In [26], tantalum diboride (TaB2) with a relative density of \(\approx\)94% was obtained by combining SHS and SPS techniques, and the SHS product was subjected to grinding. Higher relative density of TaB2 was not achieved even at a pressure of 60 MPa. In this case, in comparison with ZrB2, the microstructure of TaB2 samples consisted of smaller grains, which was attributed by the authors of [26],to the difference in the size of aggregates obtained after mechanical grinding of SHS products. The particle size of the ZrB2 powder was 4.58 \(\pm\)0.30 \(\mu\)m, and that of TaB2 was 1.02 \(\pm\)0.11 \(\mu\)m. Apparently, TaB2 is a more brittle material and, therefore, its mechanical grinding was more significant, which led to the formation of a fine-grained structure during subsequent sintering. The grain size distribution of TaB2 is in a narrower range in the case of sintering of the SHS product. The formation of regions with small grains (less than 10 \(\mu\)m) in reactive SPS was attributed by the authors to the presence of oxide and other impurities in the initial powders. During reactive sintering in a die, such impurities can cause the formation of structural inhomogeneities. In this case, the combination of SHS and SPS techniques contributes to the formation of a more uniform microstructure than in reactive sintering, which also has a positive effect on the strength properties of ceramic. The presence of pores distributed mainly in grains is associated with the presence of impurities in the initial powders, which evaporate at high temperatures during sintering.

At room temperature, the mechanical strength of ZrB2obtained by sintering SHS products is at the same level (\(\approx\)400 MPa) as that of ZrB2 synthesized by reactive SPS [34]. For ZrB2 ceramic obtained by sintering of SHS products, the ultimate strength at a temperature of 1200°C is only 7% lower than the ultimate strength of ZrB2 synthesized in reactive SPS and is 380 MPa. The fracture toughness \(K_{Ic}\) of ZrB2 ceramic obtained using these two approaches is \(\approx\)2.2 MPa\(\,\cdot\,\)m0.5. Thus, the combination of mechanical activation, SHS, and SPS is promising for obtaining fine-grained single-phase ZrB2ceramic with low residual porosity. In [26], it is noted that the mechanical properties of TaB2 are much inferior to those of ZrB2 despite the smaller grain size, and this is attributed to the higher porosity of TaB2 samples.

(Information supplied):

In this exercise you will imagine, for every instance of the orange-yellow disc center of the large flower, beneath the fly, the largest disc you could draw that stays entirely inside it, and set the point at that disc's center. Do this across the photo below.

---

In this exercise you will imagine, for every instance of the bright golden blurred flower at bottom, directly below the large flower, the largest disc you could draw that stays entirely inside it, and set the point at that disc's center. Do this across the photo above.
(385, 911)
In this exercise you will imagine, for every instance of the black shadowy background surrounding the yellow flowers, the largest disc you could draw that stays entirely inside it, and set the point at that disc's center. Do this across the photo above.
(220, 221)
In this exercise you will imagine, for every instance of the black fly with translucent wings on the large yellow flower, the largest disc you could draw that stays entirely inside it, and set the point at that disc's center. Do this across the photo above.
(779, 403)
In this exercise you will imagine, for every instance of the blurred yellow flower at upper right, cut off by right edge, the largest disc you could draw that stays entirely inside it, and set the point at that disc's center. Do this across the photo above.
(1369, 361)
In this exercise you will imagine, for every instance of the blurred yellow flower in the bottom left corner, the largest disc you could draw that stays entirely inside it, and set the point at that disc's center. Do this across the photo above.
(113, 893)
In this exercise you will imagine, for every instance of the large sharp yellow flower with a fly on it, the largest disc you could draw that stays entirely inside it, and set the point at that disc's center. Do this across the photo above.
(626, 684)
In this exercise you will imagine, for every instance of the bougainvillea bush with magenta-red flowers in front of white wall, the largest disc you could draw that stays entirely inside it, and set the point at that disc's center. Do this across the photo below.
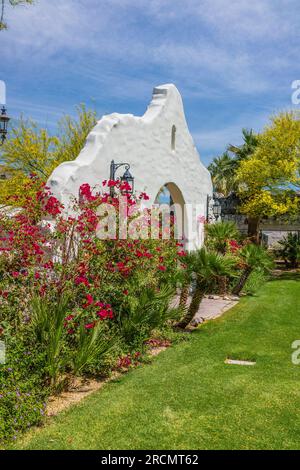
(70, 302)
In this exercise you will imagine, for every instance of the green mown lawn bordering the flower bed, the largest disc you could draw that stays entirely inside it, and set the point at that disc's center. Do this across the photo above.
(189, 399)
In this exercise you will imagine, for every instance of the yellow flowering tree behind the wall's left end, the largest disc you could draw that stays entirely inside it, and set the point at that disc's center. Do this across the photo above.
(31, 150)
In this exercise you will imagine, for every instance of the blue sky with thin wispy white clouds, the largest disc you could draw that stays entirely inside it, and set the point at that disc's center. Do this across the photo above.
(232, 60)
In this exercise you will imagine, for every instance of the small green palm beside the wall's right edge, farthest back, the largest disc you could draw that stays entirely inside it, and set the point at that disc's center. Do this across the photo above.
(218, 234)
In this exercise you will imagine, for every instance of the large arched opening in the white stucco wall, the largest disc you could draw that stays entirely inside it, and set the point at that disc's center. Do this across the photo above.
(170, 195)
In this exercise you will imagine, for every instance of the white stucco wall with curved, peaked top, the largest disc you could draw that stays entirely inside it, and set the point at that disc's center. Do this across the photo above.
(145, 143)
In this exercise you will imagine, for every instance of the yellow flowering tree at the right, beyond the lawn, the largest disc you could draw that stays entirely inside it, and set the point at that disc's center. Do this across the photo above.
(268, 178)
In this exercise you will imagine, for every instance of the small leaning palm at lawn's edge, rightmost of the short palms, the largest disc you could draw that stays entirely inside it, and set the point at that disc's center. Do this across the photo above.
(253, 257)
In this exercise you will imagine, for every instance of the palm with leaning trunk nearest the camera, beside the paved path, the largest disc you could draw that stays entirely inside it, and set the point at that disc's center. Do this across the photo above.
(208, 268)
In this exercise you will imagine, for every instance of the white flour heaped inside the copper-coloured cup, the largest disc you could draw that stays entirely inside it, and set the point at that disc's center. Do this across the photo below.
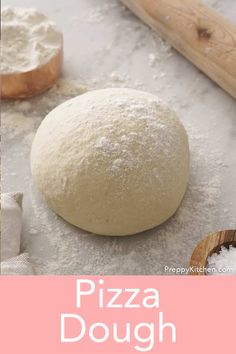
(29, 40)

(Parts of the exercise):
1. Translate into Spanish this sentence from the text on boride ceramics: "Higher relative density of TaB2 was not achieved even at a pressure of 60 MPa."
2. According to the text on boride ceramics, what was the particle size of the TaB2 powder?
3. Decide whether each statement agrees with the text on boride ceramics, answering yes or no and quoting the words that settle it.
(a) The ZrB2 powder had larger particles than the TaB2 powder.
(b) TaB2 has better mechanical properties than ZrB2.
(c) Combining SHS and SPS gives a less uniform microstructure than reactive sintering.

(Solved problems):
1. No se logró una mayor densidad relativa del TaB2 ni siquiera a una presión de 60 MPa.

2. 1.02 ± 0.11 µm

3.
(a) Yes: "The particle size of the ZrB2 powder was 4.58" and "that of TaB2 was 1.02"
(b) No: "the mechanical properties of TaB2 are much inferior to those of ZrB2 despite the smaller grain size"
(c) No: "the combination of SHS and SPS techniques contributes to the formation of a more uniform microstructure than in reactive sintering"